L’islam s’accommode au Sénégal de pratiques animistes et les marabouts occupent une place de choix au sein de la société. Une aberration pour bon nombre de musulmans étrangers, rejoints aujourd’hui par certains Sénégalais.
Alors que nous nous apprêtions à trinquer, Fredo a versé par terre la première gorgée de sa Gazelle, la bière made in Sénégal. «Ça, c’est pour nourrir mes ancêtres.» C’était au mois de septembre, dans un petit village de la Casamance du sud, à Bouthem, et Fredo n’a rien d’un fou.
Comme beaucoup de Sénégalais vivant au pays, son quotidien est marqué de pratiques héritées de l’animisme. Fredo est catholique, mais comme l’explique Djibril Diakhate, sociologue à l’université Cheick Anta Diop de Dakar
«le Sénégal est composé à de 95% de musulmans, 5% de chrétiens et d’autres religions, mais aussi de 100% d’animistes!»
Les convocations d’ancêtres ou d’esprits et autres rituels sont loin d’être le fait exclusif de populations villageoises. Quand les élections arrivent ou à l’annonce d’un remaniement, toute la classe politique se presse chez les marabouts. Avant qu’un match commence les sportifs se prêtent à des«préparations mystiques».

(Enregistrements issus d'une collecte de données)
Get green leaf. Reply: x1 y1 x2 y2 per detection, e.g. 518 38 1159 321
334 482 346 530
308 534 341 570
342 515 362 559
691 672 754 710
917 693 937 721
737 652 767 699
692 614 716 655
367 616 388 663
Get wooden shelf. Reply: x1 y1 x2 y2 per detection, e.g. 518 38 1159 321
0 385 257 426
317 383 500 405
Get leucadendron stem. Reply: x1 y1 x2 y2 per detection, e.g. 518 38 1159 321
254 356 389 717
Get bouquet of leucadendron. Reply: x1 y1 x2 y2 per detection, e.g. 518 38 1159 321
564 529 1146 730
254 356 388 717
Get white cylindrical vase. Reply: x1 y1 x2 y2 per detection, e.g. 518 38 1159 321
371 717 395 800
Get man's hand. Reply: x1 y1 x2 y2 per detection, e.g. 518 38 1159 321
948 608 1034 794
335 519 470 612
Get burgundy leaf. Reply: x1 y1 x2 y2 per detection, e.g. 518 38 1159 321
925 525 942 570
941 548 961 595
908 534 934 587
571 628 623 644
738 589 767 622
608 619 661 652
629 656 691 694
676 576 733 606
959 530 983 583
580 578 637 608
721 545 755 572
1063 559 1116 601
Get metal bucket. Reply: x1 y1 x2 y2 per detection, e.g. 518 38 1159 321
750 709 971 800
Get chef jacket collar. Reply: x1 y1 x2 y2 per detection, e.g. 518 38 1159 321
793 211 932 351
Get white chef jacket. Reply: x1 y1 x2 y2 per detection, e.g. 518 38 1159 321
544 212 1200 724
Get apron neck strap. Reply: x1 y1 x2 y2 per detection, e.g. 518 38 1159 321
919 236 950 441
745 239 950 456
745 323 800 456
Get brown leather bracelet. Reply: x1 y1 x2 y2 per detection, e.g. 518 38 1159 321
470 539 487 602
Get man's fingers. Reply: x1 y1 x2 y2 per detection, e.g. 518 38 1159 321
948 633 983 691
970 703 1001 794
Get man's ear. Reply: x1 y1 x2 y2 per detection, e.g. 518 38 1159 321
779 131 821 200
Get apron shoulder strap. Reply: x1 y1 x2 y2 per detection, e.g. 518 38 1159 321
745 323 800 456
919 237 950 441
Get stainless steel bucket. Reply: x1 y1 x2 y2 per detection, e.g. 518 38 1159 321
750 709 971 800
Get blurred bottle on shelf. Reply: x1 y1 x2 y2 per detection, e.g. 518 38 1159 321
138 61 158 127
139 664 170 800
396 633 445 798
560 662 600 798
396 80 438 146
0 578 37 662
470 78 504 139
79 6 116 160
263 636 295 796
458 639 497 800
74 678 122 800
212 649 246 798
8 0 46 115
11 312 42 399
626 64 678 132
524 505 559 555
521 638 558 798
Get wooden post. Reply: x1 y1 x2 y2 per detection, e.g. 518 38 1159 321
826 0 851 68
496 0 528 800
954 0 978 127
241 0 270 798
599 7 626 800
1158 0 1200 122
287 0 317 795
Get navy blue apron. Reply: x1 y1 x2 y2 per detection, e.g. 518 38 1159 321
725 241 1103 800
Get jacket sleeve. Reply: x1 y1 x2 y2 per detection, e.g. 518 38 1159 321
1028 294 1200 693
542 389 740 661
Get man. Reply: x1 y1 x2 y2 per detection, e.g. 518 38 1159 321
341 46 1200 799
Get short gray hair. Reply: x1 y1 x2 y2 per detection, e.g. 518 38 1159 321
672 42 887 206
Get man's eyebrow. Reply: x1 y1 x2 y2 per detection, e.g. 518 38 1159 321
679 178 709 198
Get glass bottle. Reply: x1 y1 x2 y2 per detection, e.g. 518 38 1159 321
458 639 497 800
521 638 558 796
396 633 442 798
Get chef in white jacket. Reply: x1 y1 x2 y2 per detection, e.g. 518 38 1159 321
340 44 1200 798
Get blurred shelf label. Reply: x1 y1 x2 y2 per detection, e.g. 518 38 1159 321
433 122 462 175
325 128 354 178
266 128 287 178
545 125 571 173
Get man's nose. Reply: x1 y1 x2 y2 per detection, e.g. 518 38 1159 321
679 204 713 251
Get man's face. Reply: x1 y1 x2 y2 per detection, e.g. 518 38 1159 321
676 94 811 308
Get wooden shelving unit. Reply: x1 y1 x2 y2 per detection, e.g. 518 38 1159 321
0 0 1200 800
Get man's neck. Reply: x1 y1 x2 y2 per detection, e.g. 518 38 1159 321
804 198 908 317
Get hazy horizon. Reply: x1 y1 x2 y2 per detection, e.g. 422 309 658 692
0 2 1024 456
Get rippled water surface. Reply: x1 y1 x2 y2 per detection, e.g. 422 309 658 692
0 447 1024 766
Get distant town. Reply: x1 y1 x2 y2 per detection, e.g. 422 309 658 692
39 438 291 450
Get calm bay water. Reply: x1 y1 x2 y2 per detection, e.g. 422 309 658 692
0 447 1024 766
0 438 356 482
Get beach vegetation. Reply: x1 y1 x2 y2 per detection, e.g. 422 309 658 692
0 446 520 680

[EXERCICE PROPOSÉ] Recopiez le texte fourni dans son intégralité, sans y apporter la moindre modification. Appuyez-vous uniquement sur le texte fourni.

[CORRIGÉ]
L’islam s’accommode au Sénégal de pratiques animistes et les marabouts occupent une place de choix au sein de la société. Une aberration pour bon nombre de musulmans étrangers, rejoints aujourd’hui par certains Sénégalais.
Alors que nous nous apprêtions à trinquer, Fredo a versé par terre la première gorgée de sa Gazelle, la bière made in Sénégal. «Ça, c’est pour nourrir mes ancêtres.» C’était au mois de septembre, dans un petit village de la Casamance du sud, à Bouthem, et Fredo n’a rien d’un fou.
Comme beaucoup de Sénégalais vivant au pays, son quotidien est marqué de pratiques héritées de l’animisme. Fredo est catholique, mais comme l’explique Djibril Diakhate, sociologue à l’université Cheick Anta Diop de Dakar
«le Sénégal est composé à de 95% de musulmans, 5% de chrétiens et d’autres religions, mais aussi de 100% d’animistes!»
Les convocations d’ancêtres ou d’esprits et autres rituels sont loin d’être le fait exclusif de populations villageoises. Quand les élections arrivent ou à l’annonce d’un remaniement, toute la classe politique se presse chez les marabouts. Avant qu’un match commence les sportifs se prêtent à des«préparations mystiques».